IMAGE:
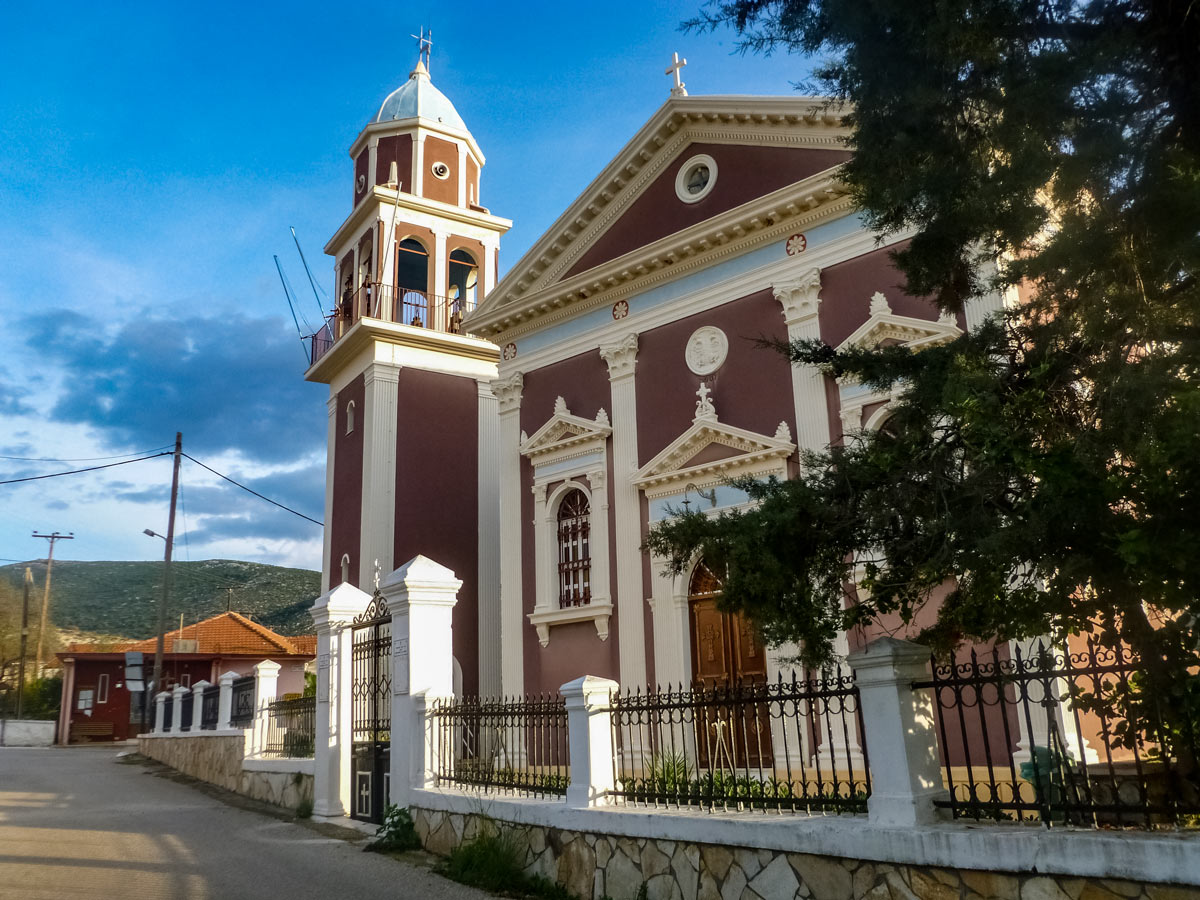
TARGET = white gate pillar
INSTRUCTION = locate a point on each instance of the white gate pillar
(421, 595)
(333, 613)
──────────
- [Exercise details]: Could the material above be given again in full and exactly, with its pictures left out?

- [Task solution]:
IMAGE:
TARGET = white gate pillar
INSTRUCTION = locate a point on each instance of the white gate pillar
(421, 595)
(333, 613)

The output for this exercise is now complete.